Sabato è stato un grande giorno: fra le altre riunioni, il prelato ha avuto due incontri con famiglie venute da Aragón, Castellón, Valencia e dalle Baleari.

Come altre volte, il prelato ha chiesto preghiere per Papa Francesco, perché si riprenda presto, e per tutti i problemi della Chiesa. Ha parlato poi dell’ormai vicina celebrazione del Corpus Domini e l’ha presentata come un’occasione per meditare sulla donazione di Dio a noi: “Mi dà molta gioia stare qui con voi. La prima cosa che mi viene in mente è che domani è la grande festa del Corpus Domini. Naturalmente, come ci ha insegnato san Josemaría, l’Eucaristia è, deve essere, il centro, la radice della nostra vita spirituale, e quindi della nostra vita. Radice lo è necessariamente, perché è da lì che proviene tutta la forza di Dio per noi, e questo rende possibile che la nostra preghiera sia efficace. È un mistero d’amore, come direbbe con piacere san Josemaría; di fede e di amore, perché è di amore di Dio per noi. È un mistero di fede per noi, perché dobbiamo avere molta fede. Credere fermamente in questa grande modalità d’amore di Dio che è l’Eucaristia. È radice, ma dev’essere anche centro. E questo non dipende altro che da noi, dal fatto che realmente facciamo lo sforzo di basare molto la nostra vita spirituale sull’Eucaristia, sulla forza che ha il sacrificio di Cristo”.

_ _ _ _ _

> Problemi da risolvere
1. Riporta dal brano sull'incontro del prelato il tratto che va da "Sabato è stato" fino a "e dalle Baleari.".
2. Continua il brano sull'incontro del prelato dopo la sua ultima frase.

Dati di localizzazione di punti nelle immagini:

_ _ _ _ _

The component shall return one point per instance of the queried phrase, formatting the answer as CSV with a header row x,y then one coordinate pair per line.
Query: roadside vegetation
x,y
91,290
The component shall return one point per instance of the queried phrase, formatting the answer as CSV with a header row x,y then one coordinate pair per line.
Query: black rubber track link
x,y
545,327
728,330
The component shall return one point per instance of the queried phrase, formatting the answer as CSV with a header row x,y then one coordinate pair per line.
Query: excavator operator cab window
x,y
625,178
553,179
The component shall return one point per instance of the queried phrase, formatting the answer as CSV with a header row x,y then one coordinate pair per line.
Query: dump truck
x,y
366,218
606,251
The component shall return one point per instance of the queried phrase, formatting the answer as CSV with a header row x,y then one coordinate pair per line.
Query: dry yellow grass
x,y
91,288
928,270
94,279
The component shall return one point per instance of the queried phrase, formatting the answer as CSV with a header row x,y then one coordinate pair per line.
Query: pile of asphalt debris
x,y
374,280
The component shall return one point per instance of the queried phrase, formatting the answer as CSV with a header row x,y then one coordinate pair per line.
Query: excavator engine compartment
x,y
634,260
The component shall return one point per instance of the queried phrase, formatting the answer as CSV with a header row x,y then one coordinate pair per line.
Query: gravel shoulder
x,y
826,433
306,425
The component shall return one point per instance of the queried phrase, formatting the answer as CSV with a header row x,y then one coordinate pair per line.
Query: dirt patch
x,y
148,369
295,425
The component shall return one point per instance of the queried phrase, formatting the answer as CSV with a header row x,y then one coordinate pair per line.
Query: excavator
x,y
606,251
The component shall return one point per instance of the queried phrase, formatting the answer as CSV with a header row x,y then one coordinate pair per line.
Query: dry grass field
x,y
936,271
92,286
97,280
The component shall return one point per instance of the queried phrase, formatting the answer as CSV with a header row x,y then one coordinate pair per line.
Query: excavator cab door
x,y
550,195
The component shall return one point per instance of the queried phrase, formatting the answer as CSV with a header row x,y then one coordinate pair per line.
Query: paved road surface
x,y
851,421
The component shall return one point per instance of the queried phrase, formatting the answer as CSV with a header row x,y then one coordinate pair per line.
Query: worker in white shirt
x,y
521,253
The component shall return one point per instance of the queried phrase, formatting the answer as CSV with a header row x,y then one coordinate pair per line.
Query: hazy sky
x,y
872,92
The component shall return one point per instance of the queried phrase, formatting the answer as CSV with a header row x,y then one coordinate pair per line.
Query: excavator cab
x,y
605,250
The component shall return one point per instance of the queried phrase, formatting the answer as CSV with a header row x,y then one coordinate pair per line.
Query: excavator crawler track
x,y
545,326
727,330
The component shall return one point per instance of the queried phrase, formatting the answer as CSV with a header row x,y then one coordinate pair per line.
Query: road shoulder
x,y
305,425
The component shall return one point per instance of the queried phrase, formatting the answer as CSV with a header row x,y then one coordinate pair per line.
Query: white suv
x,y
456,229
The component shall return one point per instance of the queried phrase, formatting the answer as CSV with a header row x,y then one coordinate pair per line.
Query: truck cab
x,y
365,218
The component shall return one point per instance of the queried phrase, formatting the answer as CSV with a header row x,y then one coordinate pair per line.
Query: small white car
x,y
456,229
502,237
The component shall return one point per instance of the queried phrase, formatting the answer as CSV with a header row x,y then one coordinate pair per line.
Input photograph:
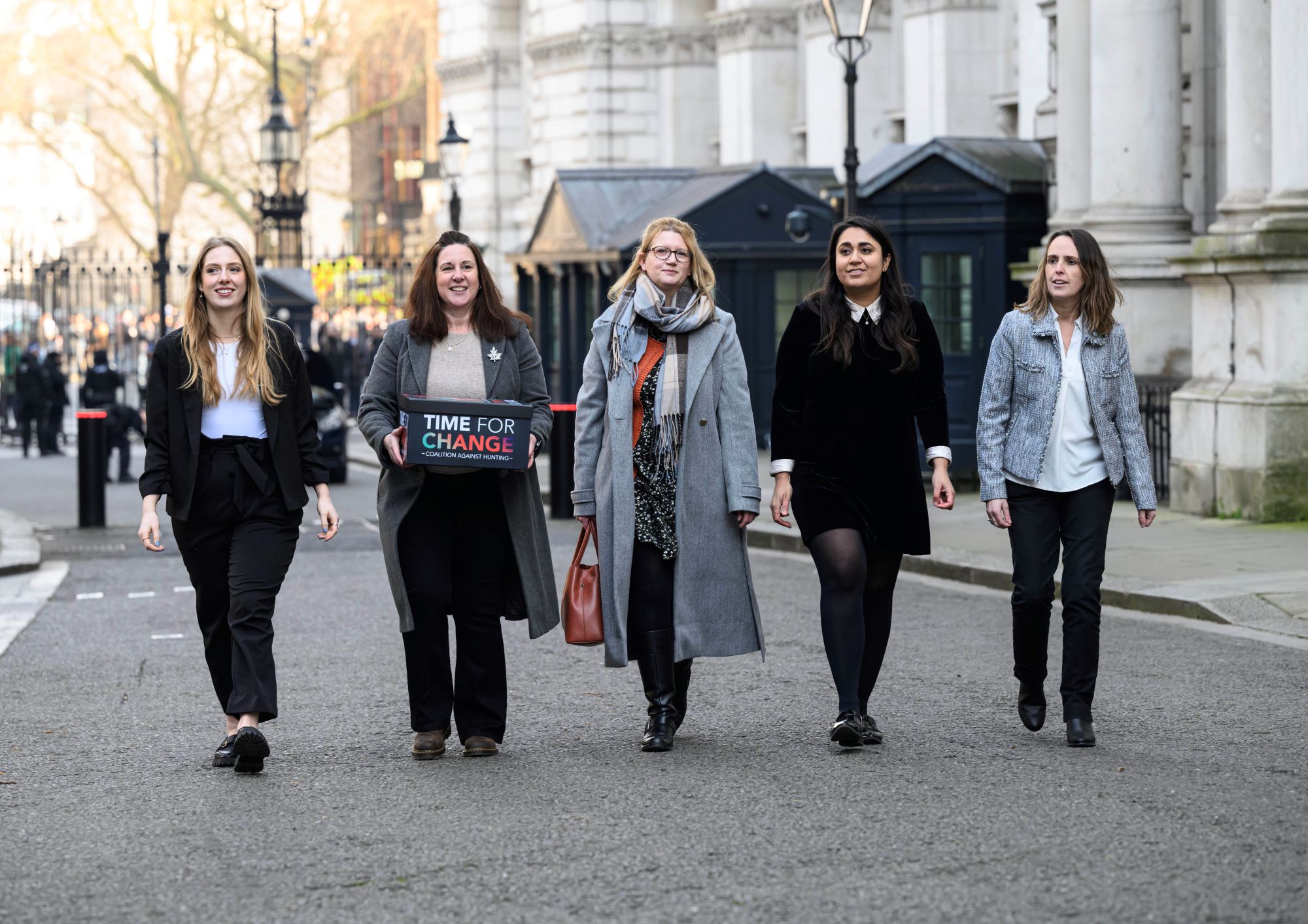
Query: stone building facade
x,y
1175,131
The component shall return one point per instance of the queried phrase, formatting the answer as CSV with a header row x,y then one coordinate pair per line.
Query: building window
x,y
789,290
948,295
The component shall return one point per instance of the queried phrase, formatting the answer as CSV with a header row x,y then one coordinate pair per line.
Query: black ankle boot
x,y
1031,707
659,677
682,677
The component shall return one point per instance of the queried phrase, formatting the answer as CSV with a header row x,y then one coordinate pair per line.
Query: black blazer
x,y
863,423
173,426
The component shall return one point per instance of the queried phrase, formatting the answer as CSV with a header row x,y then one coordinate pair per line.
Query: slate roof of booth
x,y
1010,165
613,207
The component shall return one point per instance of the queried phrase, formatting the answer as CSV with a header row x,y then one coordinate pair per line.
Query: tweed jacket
x,y
516,375
715,609
1021,389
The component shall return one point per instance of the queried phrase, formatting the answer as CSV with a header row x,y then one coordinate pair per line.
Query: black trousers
x,y
237,546
1042,521
457,559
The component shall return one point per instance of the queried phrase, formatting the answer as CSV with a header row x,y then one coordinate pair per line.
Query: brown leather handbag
x,y
584,625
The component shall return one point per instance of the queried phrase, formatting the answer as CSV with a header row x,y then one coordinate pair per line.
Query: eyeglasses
x,y
664,253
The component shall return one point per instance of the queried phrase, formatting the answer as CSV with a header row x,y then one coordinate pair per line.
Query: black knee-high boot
x,y
659,677
682,676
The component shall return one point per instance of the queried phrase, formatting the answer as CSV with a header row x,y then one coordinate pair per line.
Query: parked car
x,y
332,430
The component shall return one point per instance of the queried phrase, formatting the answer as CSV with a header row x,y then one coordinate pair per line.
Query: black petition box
x,y
464,432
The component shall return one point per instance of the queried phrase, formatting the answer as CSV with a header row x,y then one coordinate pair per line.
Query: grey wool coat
x,y
715,609
401,368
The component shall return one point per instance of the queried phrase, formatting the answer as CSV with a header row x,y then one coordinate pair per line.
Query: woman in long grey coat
x,y
668,470
462,542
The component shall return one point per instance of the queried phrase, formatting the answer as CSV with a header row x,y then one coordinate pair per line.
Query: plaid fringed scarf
x,y
640,308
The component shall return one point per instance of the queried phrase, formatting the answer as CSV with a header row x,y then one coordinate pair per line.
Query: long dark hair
x,y
1099,295
895,330
492,320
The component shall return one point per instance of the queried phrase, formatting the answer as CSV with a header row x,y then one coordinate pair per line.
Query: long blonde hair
x,y
702,274
1099,295
254,371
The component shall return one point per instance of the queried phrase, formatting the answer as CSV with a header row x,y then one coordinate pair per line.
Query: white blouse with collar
x,y
856,313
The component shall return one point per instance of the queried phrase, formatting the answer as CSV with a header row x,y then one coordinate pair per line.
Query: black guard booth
x,y
591,228
961,211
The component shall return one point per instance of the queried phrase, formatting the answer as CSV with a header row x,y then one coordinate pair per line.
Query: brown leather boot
x,y
430,745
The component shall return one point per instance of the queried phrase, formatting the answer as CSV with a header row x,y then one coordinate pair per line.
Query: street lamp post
x,y
851,49
455,155
281,239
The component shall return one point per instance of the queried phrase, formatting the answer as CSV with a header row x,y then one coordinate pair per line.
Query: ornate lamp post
x,y
455,155
851,49
281,240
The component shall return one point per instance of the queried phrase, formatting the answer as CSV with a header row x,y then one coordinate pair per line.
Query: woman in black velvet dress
x,y
860,375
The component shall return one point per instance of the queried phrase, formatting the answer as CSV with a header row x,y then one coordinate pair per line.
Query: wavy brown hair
x,y
254,368
492,320
1099,294
895,330
702,271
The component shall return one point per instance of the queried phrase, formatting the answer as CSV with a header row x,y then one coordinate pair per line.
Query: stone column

_ _ _ _ _

> Soluzioni dell'esercizio
1.
Sabato è stato un grande giorno: fra le altre riunioni, il prelato ha avuto due incontri con famiglie venute da Aragón, Castellón, Valencia e dalle Baleari.

2.
I presenti hanno accolto il Prelato con grande affetto e, malgrado il gran numero di persone riunite, gli hanno confidato i loro problemi in un clima di famiglia. Sono stati affrontati temi come l’apostolato a prescindere dalle difficoltà dovute all’ambiente, il dolore dovuto alla sofferenza per la morte di un figlio, il desiderio di vivere bene la vocazione alla quale ciascuno è stato chiamato, l’intensità di un lavoro che ci rende difficile adempiere i nostri obblighi familiari, il coinvolgimento dei genitori nell’educazione dei figli... In molti di questi interventi don Fernando ha approfittato dell’occasione per ricordare la necessità di confidare in Dio, che ci ama tanto, di considerare la sofferenza guardando la croce di Cristo, di accettare con assoluta libertà questa massima dedizione.

A Elena e Nacho, una giovane coppia che si sposerà presto e che sente un certo timore in vista di questo cambiamento di vita, ha ricordato la frase di san Josemaría: “Chi ha paura non sa amare”, e ha suggerito loro di superare ogni timore con un amore più grande. Estrella, che lavora in un tribunale che si occupa delle violenze alle donne, gli ha parlato del dolore e della sofferenza che vede ogni giorno e gli ha domandato in che modo è possibile stare vicino a ogni persona che soffre. Il prelato le ha risposto che “Dio non è indifferente al male e quindi, visto il male che constatiamo nel mondo, dobbiamo pregare per le persone, non farci l’abitudine”. Inoltre le ha suggerito ad aiutarle, oltre che sul piano strettamente professionale, nella misura in cui è possibile.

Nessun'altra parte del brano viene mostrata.